Dataset entries:
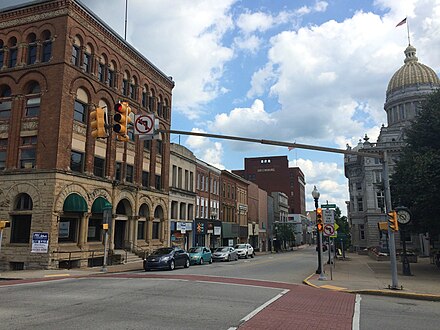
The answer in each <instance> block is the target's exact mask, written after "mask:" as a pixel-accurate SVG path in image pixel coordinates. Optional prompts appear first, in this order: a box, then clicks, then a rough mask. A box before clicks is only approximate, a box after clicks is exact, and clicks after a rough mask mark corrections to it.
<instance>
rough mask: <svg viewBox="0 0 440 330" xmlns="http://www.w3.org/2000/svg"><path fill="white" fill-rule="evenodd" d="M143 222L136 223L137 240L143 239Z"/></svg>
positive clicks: (144, 221)
mask: <svg viewBox="0 0 440 330" xmlns="http://www.w3.org/2000/svg"><path fill="white" fill-rule="evenodd" d="M145 228H146V226H145V221H138V235H137V239H145Z"/></svg>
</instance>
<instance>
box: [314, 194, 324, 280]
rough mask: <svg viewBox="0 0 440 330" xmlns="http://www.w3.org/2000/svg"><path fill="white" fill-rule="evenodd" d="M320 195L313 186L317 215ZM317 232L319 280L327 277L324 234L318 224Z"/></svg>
mask: <svg viewBox="0 0 440 330" xmlns="http://www.w3.org/2000/svg"><path fill="white" fill-rule="evenodd" d="M320 195H321V194H320V193H319V191H318V189H316V186H313V191H312V197H313V199H314V201H315V217H316V216H317V214H318V200H319V196H320ZM316 233H317V234H318V239H317V245H318V246H317V247H318V269H317V270H316V274H319V280H325V279H326V278H325V276H324V266H323V264H322V234H321V232H320V231H319V230H318V226H316Z"/></svg>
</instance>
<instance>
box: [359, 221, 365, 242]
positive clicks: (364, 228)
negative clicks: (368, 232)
mask: <svg viewBox="0 0 440 330" xmlns="http://www.w3.org/2000/svg"><path fill="white" fill-rule="evenodd" d="M359 239H361V240H362V239H365V225H359Z"/></svg>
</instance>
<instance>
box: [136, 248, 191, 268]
mask: <svg viewBox="0 0 440 330" xmlns="http://www.w3.org/2000/svg"><path fill="white" fill-rule="evenodd" d="M189 265H190V259H189V254H188V252H186V251H184V250H182V249H180V248H176V247H164V248H159V249H157V250H155V251H154V252H153V253H152V254H150V255H149V256H148V257H147V259H145V260H144V270H145V271H148V270H150V269H169V270H173V269H174V268H175V267H178V266H183V267H185V268H188V267H189Z"/></svg>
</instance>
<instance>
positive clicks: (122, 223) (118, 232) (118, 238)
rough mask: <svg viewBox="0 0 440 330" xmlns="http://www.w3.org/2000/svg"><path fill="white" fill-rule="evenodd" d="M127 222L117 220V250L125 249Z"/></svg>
mask: <svg viewBox="0 0 440 330" xmlns="http://www.w3.org/2000/svg"><path fill="white" fill-rule="evenodd" d="M126 223H127V221H125V220H116V221H115V238H114V240H115V249H123V248H124V238H125V225H126Z"/></svg>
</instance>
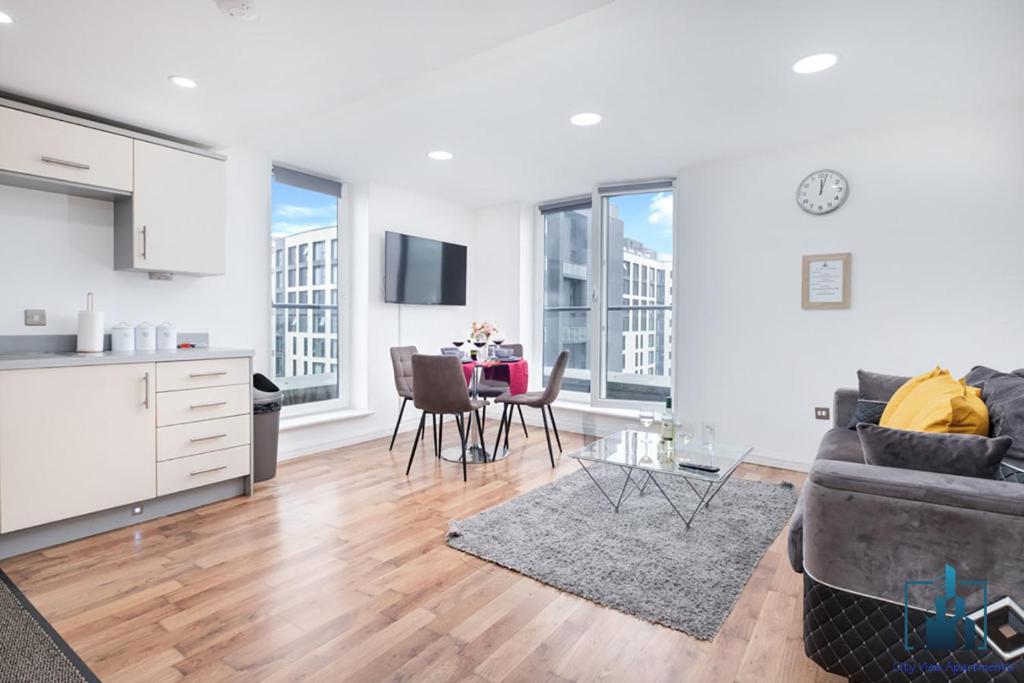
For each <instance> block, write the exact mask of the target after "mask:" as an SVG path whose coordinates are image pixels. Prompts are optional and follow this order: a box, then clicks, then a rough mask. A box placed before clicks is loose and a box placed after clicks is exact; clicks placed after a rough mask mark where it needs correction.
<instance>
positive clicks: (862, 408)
mask: <svg viewBox="0 0 1024 683" xmlns="http://www.w3.org/2000/svg"><path fill="white" fill-rule="evenodd" d="M888 404H889V403H888V401H884V400H868V399H866V398H858V399H857V408H856V409H854V411H853V418H852V419H851V420H850V429H856V428H857V425H859V424H860V423H861V422H866V423H867V424H869V425H877V424H879V422H881V421H882V414H883V413H885V411H886V405H888Z"/></svg>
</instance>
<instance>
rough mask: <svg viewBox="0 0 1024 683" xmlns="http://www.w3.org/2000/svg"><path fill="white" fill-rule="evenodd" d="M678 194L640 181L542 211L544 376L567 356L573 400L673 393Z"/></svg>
mask: <svg viewBox="0 0 1024 683" xmlns="http://www.w3.org/2000/svg"><path fill="white" fill-rule="evenodd" d="M674 194H675V189H674V181H673V180H664V181H651V182H638V183H630V184H620V185H616V186H608V187H598V188H597V189H596V191H595V193H594V194H593V195H592V196H586V197H581V198H577V199H570V200H564V201H561V202H552V203H550V204H548V205H545V206H542V207H541V213H542V219H543V220H542V222H543V230H544V236H543V240H544V250H543V258H544V263H543V278H544V288H543V319H542V330H543V332H542V334H543V344H544V356H543V358H544V370H545V374H546V375H547V373H549V372H550V369H551V367H552V365H553V364H554V360H555V357H556V356H557V354H558V352H559V351H561V350H563V349H564V350H567V351H568V352H569V364H568V368H567V370H566V374H565V379H564V381H563V383H562V387H563V390H565V391H571V392H578V398H584V399H589V400H590V402H592V403H595V404H616V403H625V402H632V401H640V402H650V403H662V402H664V400H665V398H667V397H668V396H669V395H671V390H672V353H671V349H670V348H669V346H670V345H671V343H672V325H673V315H672V305H673V301H672V266H673V227H674V225H673V218H674V214H673V199H674ZM595 202H596V204H595ZM580 394H583V395H582V396H581V395H580Z"/></svg>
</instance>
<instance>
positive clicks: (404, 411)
mask: <svg viewBox="0 0 1024 683" xmlns="http://www.w3.org/2000/svg"><path fill="white" fill-rule="evenodd" d="M408 402H409V399H408V398H402V399H401V408H399V409H398V419H397V420H395V421H394V433H393V434H391V445H389V446H388V447H387V450H388V451H390V450H391V449H393V447H394V437H395V436H397V435H398V426H399V425H400V424H401V414H402V413H404V412H406V403H408Z"/></svg>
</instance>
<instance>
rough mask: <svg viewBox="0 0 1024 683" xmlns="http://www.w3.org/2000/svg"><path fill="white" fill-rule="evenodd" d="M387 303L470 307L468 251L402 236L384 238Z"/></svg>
mask: <svg viewBox="0 0 1024 683" xmlns="http://www.w3.org/2000/svg"><path fill="white" fill-rule="evenodd" d="M384 300H385V301H386V302H388V303H418V304H441V305H446V306H465V305H466V248H465V247H464V246H463V245H454V244H450V243H447V242H438V241H437V240H427V239H426V238H416V237H413V236H412V234H401V233H400V232H385V234H384Z"/></svg>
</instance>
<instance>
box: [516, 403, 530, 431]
mask: <svg viewBox="0 0 1024 683" xmlns="http://www.w3.org/2000/svg"><path fill="white" fill-rule="evenodd" d="M516 408H518V409H519V424H521V425H522V433H523V435H524V436H525V437H526V438H529V432H528V431H526V419H525V418H524V417H522V405H516Z"/></svg>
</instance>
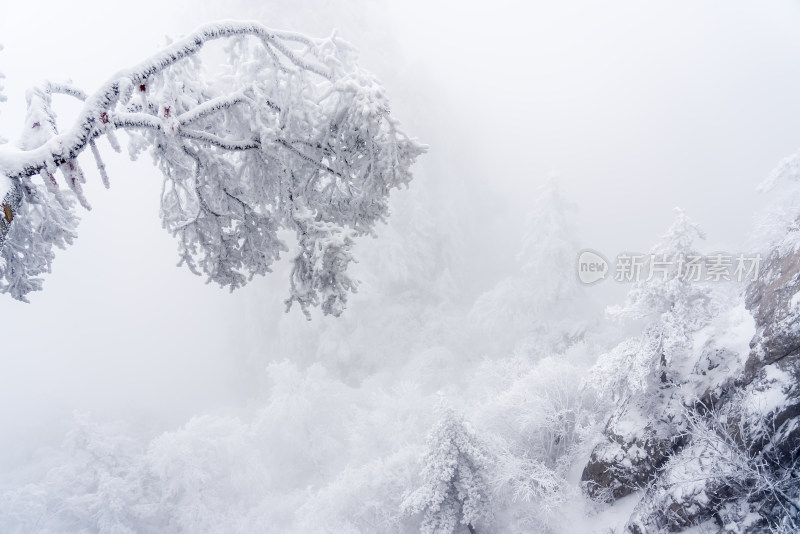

- ABOUT THIS TASK:
Show every line of the records above that contains the string "positive", counting a match only when the case is the same.

- RESPONSE TO THE EXERCISE:
positive clicks: (144, 221)
positive clicks: (364, 228)
positive clicks: (122, 223) (118, 232) (118, 238)
positive clicks: (862, 408)
positive clicks: (404, 411)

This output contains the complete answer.